◆ **Aufgaben**:
**A.** Wer hat laut dem Text über die Katja-Ebstein-Alben das Album „Liebe“ aus dem Jahr 1977 produziert?
**B.** Setzen Sie den Text über die Katja-Ebstein-Alben im Anschluss an seinen letzten Satz fort.

===== Ausgangstext

KATJA EBSTEIN
"Originale" – 2 Alben auf 1CD: "In Petersburg ist Pferdemarkt" / "Liebe"!
Zwei bemerkenswerte Katja Ebstein Alben aus den Jahren 1976 und 1977 hat das “Originale” Team auf einer CD neu veröffentlicht …:
Vielen Dank an den Joachim-Heider-Experten Claus Stimpfig für einige Hinweise zum Album „Liebe“
Zeit Lebens hat sich Katja Ebstein qualitativ deutlich vom Schlagereinerlei abgehoben – selbst ihre sehr kommerziellen Nummern wie „Es war einmal ein Jäger“ waren noch originell. Leider hat die Künstlerin selbst offensichtlich keinen guten Bezug mehr zu ihrem Frühwerk, obwohl sehr viele ihrer Lieder wirklich bis heute von hoher Qualität und originell sind. Da ist es kein Wunder, wenn die Fans sich über Wiederveröffentlichungen freuen. Zwei Alben, die bislang nicht auf CD erhältlich waren hat das „Originale“-Team der Universal nun auf CD veröffentlicht: „In Petersburg ist Pferdemarkt“ und „Liebe“. Während das erste Album aus dem Jahre 1976 das letzte war, das Katjas einstiger Ehemann Christian Bruhn für sie produzierte, war „Liebe“ aus dem Jahre 1977 eine Produktion des Berliners Joachim Heider, der damals in der Form seines Lebens war.

==========
===== Ausgewählte Daten

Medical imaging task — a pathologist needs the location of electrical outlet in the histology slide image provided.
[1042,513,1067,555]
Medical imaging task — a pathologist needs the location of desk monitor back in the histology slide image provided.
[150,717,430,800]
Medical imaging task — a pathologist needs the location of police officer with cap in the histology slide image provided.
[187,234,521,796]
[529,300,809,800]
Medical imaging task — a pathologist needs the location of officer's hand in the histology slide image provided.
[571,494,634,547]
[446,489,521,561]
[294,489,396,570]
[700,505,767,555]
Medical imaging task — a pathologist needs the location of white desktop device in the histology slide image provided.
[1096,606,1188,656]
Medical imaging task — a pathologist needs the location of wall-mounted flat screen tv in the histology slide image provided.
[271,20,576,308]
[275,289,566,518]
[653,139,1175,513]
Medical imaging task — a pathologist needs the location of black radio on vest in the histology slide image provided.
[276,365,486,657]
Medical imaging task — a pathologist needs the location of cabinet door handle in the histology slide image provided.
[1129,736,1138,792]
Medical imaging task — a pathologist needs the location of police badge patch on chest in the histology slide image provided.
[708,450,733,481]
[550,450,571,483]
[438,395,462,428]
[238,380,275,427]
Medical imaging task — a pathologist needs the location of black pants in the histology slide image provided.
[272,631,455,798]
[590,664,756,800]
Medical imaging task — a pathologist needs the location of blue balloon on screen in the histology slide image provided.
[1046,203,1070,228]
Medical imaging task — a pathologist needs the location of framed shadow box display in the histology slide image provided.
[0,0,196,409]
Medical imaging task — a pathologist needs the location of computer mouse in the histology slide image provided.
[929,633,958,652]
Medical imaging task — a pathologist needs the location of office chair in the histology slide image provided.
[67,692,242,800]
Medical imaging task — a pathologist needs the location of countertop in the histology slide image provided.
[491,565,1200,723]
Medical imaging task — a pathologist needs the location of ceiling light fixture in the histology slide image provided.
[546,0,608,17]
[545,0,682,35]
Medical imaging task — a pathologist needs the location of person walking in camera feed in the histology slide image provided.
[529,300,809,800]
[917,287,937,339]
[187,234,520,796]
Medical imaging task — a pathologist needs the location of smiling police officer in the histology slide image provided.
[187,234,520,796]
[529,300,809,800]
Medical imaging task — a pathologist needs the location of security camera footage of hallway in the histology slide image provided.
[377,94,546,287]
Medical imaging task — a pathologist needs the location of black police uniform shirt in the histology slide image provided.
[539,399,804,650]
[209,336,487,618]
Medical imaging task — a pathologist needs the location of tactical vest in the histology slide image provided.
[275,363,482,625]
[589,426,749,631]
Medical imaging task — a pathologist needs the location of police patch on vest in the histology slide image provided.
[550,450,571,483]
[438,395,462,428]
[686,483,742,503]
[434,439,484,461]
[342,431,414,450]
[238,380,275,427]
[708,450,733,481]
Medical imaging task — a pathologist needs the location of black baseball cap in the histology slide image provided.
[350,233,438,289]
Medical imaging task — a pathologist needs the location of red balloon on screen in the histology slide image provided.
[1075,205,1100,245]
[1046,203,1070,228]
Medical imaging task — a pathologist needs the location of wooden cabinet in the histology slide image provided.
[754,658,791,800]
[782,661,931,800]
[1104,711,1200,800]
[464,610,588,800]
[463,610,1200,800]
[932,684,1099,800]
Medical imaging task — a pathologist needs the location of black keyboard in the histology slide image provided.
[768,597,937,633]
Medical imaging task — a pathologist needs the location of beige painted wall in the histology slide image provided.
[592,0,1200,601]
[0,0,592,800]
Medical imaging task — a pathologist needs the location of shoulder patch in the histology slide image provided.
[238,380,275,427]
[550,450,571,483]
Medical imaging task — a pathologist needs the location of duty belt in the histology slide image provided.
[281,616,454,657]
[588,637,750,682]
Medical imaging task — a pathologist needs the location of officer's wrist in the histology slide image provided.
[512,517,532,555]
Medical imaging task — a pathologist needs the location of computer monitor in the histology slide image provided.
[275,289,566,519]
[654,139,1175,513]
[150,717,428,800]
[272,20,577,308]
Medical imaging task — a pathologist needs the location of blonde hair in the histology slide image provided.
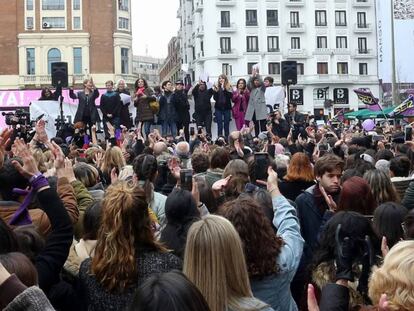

==========

◆ **Schriftliche Antworten**:
**A.** Der Berliner Joachim Heider.

**B.**
Das Album „In Petersburg ist Pferdemarkt“ startet sehr schlagerhaft mit dem Titelstück. Der geneigte Hörer vernimmt Worte wie „deidideldum“, musikalisch wurden Anleihen an Udo Jürgens’ „Anuschka“ genommen. Das traditionelle Rollenklischee der Geschlechter wurde bedient: „…da muss ein Mann doch hin!“. Das traf den Zeitgeist – es reichte für einen Top-40-Einstieg.
Mit „Flamenco in der Nacht“ gibt sich Katja Spanisch. Christian Bruhn hat Elemente des bekannten andalusischen Tanzes in seinen erstmals auf CD erhältlichen Schlager eingebaut. Danach ging es sogar in Richtung Ballet. Tschajkowskis „Schwanensee“ diente als Vorlage des Liedes „Dort, wo die wilden Schwäne ziehen“ – hier konnte Katja Ebstein ihr ganzes Können präsentieren – sehr anspruchsvoll. Einige Jahre zuvor hat übrigens Vicky Leandros das musikalische Thema mit ähnlichem Text veröffentlicht – bei Vicky hieß es 1969 „Wie die wilden Schwäne“.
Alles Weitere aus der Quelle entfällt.